INPUT DATA:
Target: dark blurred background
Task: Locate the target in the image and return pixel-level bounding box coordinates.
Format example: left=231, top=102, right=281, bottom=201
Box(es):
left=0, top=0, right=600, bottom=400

WHAT TO DO: Give all the records above as a two-column CSV with the header row request,answer and one row per record. Put each field in double quotes and turn any line breaks inside a field into spaces.

COMPLETE ANSWER:
request,answer
"Target: dark blurred background Task: Locate the target in the image and return pixel-level bounding box coordinates. Format example: left=231, top=102, right=281, bottom=201 Box(es):","left=0, top=0, right=600, bottom=400"